Given problem:
Collect every line below that contains the word "doorway" and copy each one unchanged.

[Extracted data entries]

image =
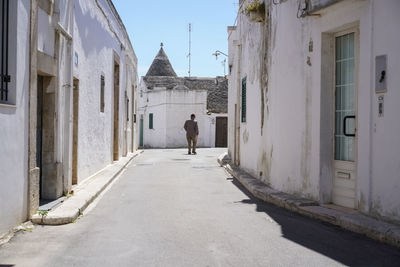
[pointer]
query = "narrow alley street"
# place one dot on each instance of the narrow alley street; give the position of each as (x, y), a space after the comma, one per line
(172, 209)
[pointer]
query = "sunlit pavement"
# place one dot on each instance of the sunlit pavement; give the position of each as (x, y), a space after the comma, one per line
(173, 209)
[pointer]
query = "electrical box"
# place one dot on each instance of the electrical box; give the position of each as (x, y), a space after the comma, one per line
(381, 74)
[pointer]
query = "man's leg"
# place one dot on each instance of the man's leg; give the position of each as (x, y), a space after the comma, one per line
(188, 138)
(194, 144)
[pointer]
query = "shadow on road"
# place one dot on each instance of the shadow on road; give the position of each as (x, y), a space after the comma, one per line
(338, 244)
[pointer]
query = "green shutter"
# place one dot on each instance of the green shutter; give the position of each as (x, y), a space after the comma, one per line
(151, 121)
(244, 99)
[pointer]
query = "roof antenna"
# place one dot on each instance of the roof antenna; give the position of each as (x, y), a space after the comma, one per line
(190, 48)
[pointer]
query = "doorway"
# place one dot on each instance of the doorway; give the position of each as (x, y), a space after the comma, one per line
(221, 132)
(39, 131)
(116, 113)
(345, 119)
(141, 131)
(75, 132)
(133, 122)
(50, 186)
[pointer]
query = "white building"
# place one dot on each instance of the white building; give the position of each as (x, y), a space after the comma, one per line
(167, 101)
(300, 74)
(67, 111)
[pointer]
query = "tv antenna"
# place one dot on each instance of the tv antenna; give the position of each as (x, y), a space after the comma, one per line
(190, 49)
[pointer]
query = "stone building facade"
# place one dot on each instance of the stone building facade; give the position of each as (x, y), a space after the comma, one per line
(69, 110)
(313, 100)
(166, 101)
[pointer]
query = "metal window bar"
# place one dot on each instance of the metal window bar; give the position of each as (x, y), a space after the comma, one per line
(5, 77)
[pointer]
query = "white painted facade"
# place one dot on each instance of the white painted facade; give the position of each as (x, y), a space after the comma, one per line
(166, 101)
(170, 109)
(14, 119)
(288, 137)
(72, 42)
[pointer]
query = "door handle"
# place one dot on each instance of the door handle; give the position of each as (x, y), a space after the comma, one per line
(345, 128)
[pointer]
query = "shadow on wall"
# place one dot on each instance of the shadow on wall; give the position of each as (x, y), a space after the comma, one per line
(348, 248)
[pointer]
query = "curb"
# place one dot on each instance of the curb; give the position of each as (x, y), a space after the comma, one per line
(348, 219)
(84, 194)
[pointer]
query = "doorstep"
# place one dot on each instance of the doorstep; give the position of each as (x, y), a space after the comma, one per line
(348, 219)
(84, 194)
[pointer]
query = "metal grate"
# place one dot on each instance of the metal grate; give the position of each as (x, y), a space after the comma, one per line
(5, 78)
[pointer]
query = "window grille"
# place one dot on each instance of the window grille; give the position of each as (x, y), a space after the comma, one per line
(5, 77)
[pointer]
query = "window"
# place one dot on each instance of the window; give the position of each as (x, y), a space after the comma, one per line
(5, 77)
(102, 94)
(151, 121)
(244, 99)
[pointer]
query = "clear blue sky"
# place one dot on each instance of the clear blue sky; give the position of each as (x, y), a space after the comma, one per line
(154, 21)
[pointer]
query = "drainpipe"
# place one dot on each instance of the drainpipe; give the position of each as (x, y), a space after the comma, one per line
(238, 106)
(371, 116)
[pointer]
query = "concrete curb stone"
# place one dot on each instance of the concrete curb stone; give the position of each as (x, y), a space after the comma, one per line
(350, 220)
(84, 194)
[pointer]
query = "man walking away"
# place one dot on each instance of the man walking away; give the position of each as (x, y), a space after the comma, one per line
(192, 131)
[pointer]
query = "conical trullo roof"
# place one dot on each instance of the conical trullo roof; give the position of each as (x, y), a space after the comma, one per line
(161, 65)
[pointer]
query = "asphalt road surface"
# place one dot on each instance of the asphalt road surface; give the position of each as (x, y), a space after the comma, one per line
(172, 209)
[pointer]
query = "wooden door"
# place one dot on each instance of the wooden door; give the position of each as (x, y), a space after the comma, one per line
(345, 112)
(75, 132)
(221, 134)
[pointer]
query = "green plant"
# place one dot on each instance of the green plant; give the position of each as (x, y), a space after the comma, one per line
(254, 6)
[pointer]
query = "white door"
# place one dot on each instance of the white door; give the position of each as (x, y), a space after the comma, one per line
(345, 141)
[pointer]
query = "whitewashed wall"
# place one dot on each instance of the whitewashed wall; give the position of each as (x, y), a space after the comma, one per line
(14, 120)
(171, 108)
(290, 155)
(97, 46)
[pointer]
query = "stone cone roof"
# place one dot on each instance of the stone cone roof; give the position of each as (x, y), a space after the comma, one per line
(161, 66)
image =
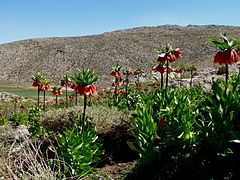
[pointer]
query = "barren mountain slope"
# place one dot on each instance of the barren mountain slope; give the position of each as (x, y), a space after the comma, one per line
(131, 48)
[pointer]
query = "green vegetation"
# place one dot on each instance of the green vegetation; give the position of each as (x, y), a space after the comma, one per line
(166, 131)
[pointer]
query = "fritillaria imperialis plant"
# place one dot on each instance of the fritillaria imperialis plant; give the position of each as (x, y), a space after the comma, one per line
(117, 74)
(191, 69)
(84, 85)
(161, 68)
(168, 55)
(228, 51)
(138, 72)
(127, 73)
(66, 82)
(73, 86)
(38, 79)
(56, 90)
(45, 86)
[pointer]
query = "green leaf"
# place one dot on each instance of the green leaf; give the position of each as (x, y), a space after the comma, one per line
(130, 144)
(216, 44)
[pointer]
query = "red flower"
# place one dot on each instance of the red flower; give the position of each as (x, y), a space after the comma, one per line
(177, 53)
(162, 59)
(128, 73)
(120, 92)
(116, 74)
(113, 74)
(88, 90)
(57, 92)
(36, 84)
(159, 68)
(226, 57)
(162, 123)
(170, 57)
(45, 87)
(156, 85)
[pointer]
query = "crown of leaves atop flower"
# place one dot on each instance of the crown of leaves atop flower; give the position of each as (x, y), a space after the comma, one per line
(66, 78)
(84, 77)
(116, 68)
(127, 71)
(192, 68)
(39, 77)
(224, 43)
(56, 88)
(162, 51)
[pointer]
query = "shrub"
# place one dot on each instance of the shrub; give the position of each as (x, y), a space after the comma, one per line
(79, 149)
(35, 126)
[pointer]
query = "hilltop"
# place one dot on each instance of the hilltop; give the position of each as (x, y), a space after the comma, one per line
(131, 48)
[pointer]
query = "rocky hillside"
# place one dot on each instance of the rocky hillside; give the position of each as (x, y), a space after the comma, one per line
(131, 48)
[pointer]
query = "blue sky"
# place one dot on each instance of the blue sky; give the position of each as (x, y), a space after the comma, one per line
(23, 19)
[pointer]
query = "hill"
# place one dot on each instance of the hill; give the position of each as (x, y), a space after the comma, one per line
(132, 48)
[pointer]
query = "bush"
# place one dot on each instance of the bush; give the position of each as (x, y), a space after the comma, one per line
(79, 150)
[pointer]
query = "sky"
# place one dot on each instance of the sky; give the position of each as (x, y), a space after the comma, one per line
(24, 19)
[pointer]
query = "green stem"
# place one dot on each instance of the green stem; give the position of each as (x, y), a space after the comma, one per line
(84, 111)
(167, 76)
(191, 78)
(127, 91)
(161, 81)
(44, 99)
(226, 73)
(66, 97)
(38, 96)
(56, 100)
(76, 98)
(115, 89)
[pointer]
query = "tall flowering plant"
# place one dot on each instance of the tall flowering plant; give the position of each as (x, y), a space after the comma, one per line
(38, 80)
(161, 68)
(168, 55)
(45, 86)
(118, 80)
(138, 72)
(127, 73)
(84, 86)
(228, 51)
(191, 69)
(56, 90)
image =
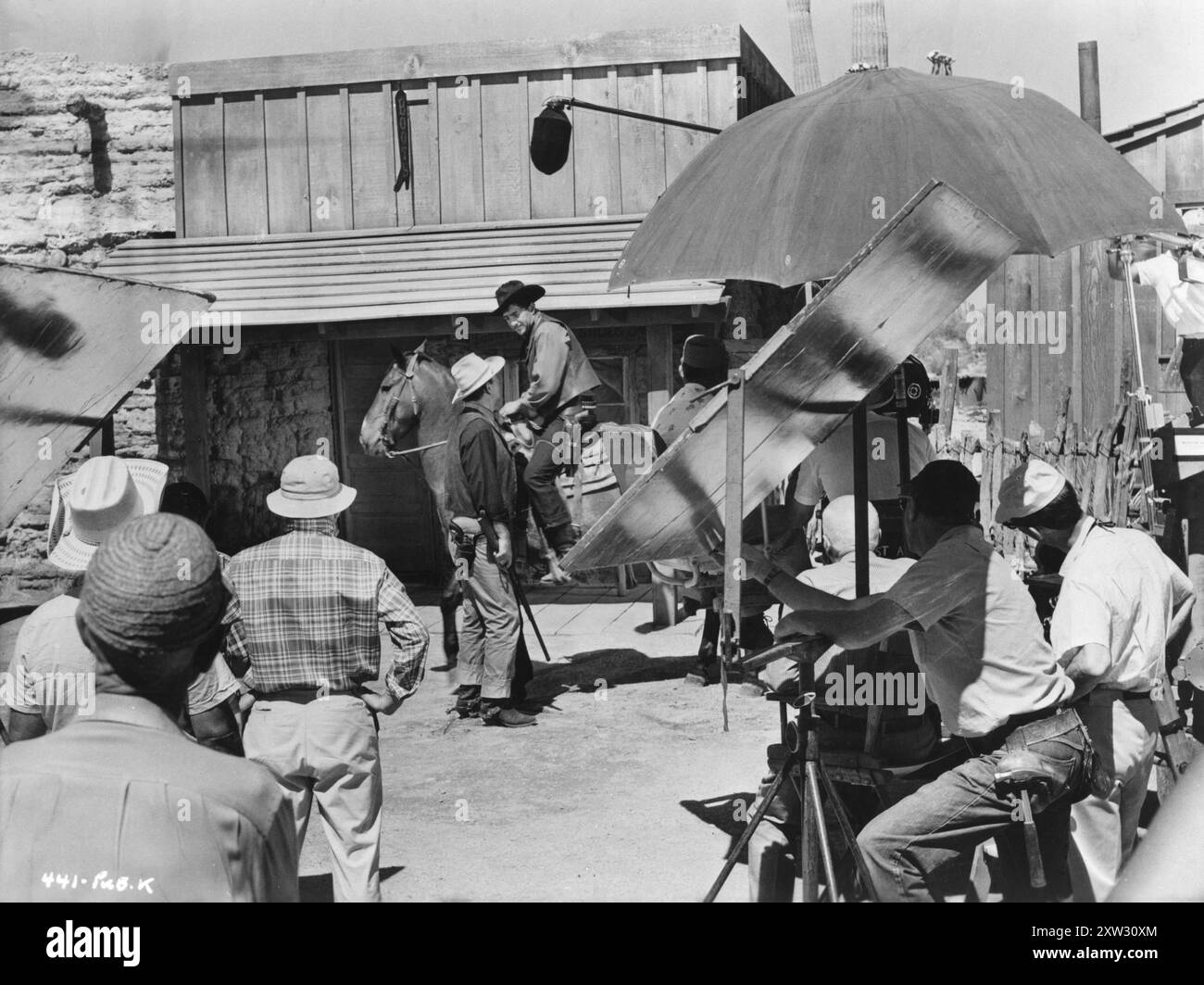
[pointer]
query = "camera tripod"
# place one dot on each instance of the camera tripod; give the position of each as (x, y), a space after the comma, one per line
(803, 768)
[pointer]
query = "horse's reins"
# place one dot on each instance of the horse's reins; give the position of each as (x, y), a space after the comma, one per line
(395, 398)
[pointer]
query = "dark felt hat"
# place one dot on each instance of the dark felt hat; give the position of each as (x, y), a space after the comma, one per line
(517, 293)
(701, 352)
(944, 487)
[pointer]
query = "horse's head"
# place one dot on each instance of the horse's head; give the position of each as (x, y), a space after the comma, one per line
(414, 388)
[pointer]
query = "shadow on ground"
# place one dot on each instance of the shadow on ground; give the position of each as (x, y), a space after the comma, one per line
(730, 813)
(595, 670)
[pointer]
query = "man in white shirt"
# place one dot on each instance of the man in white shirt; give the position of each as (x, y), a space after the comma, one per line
(995, 679)
(908, 734)
(1121, 600)
(1183, 304)
(827, 471)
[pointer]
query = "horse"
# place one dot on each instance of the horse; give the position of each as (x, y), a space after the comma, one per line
(416, 398)
(417, 393)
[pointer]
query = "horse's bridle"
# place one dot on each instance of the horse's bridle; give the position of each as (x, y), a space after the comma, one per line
(395, 398)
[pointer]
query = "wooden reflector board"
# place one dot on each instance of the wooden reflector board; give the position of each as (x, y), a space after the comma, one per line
(72, 345)
(807, 378)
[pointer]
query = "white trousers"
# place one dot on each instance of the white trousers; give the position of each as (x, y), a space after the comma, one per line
(326, 751)
(1103, 830)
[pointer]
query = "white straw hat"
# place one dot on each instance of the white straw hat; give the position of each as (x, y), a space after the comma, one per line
(309, 487)
(472, 373)
(1031, 486)
(99, 498)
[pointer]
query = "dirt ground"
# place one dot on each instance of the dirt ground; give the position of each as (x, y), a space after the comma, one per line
(625, 790)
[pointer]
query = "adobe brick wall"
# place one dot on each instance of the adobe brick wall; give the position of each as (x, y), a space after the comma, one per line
(52, 213)
(266, 403)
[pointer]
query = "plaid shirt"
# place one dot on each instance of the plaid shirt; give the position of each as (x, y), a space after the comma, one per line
(309, 608)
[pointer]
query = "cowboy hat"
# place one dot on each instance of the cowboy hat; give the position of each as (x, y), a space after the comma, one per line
(517, 293)
(472, 373)
(99, 498)
(309, 487)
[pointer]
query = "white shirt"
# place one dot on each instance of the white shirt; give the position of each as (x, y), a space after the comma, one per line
(1183, 301)
(53, 672)
(827, 471)
(1121, 591)
(980, 643)
(841, 579)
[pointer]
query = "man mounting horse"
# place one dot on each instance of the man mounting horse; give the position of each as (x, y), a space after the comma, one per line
(558, 374)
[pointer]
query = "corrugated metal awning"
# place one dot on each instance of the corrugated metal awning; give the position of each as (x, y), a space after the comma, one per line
(445, 270)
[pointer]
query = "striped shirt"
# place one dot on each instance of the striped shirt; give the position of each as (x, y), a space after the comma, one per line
(309, 608)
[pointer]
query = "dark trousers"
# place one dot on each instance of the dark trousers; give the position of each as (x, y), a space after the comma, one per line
(540, 478)
(1191, 370)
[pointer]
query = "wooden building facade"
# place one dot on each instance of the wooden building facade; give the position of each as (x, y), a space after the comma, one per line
(285, 209)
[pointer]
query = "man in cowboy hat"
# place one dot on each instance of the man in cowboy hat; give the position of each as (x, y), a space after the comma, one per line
(120, 806)
(481, 486)
(1120, 602)
(558, 374)
(311, 603)
(703, 366)
(85, 509)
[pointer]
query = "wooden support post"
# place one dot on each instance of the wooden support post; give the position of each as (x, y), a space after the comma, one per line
(660, 366)
(861, 499)
(734, 529)
(947, 394)
(992, 471)
(194, 409)
(103, 441)
(734, 511)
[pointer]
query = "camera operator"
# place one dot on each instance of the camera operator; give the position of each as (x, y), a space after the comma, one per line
(1120, 602)
(908, 735)
(996, 683)
(827, 471)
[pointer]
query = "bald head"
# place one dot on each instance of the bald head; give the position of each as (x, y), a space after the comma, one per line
(839, 527)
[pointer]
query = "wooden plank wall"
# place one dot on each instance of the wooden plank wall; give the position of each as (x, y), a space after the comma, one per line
(1026, 383)
(325, 158)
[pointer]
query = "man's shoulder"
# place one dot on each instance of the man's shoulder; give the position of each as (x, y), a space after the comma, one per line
(171, 760)
(1111, 551)
(552, 328)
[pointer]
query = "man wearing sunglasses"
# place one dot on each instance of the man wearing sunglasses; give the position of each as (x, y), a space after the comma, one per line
(1120, 602)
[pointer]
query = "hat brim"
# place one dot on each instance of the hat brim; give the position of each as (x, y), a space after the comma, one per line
(311, 510)
(64, 549)
(524, 296)
(494, 365)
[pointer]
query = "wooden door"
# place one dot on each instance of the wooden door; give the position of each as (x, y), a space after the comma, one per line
(394, 511)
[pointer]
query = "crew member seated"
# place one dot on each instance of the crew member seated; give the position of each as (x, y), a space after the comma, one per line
(996, 682)
(909, 728)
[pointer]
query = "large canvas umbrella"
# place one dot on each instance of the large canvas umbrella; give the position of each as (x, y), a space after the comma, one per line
(790, 193)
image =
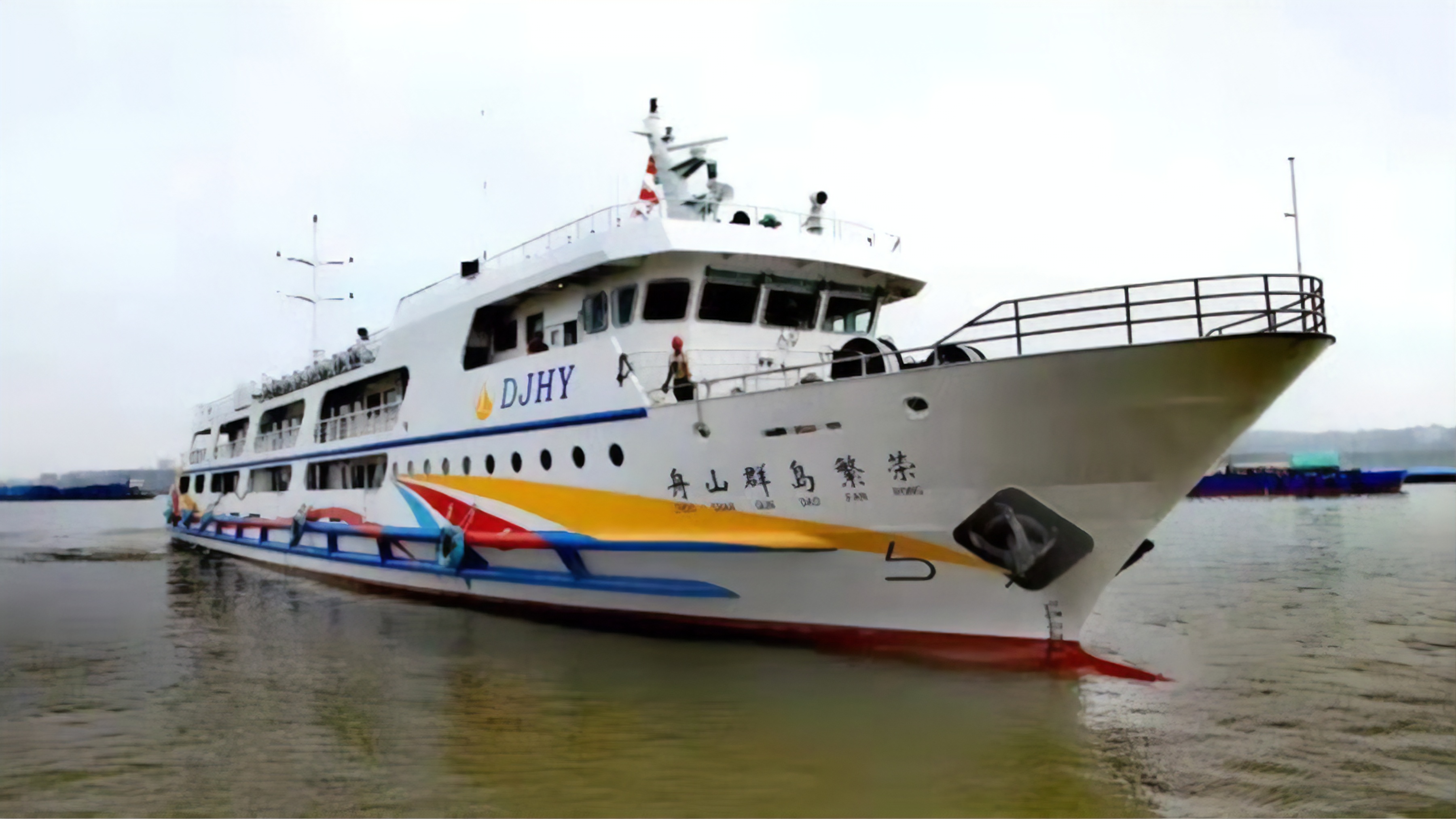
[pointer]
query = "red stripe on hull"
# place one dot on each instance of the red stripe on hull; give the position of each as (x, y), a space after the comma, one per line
(1063, 658)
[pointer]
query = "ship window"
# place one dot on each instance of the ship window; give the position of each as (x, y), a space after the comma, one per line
(199, 452)
(595, 312)
(487, 327)
(364, 407)
(506, 336)
(535, 331)
(349, 474)
(790, 308)
(624, 299)
(849, 314)
(270, 480)
(666, 299)
(726, 302)
(279, 428)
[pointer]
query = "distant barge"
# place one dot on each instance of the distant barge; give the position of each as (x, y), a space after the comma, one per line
(1301, 483)
(97, 492)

Expected answer:
query = "doorway"
# place one dot on each instance of the doorway; give the position of each as (x, y), a space after the comma, one per line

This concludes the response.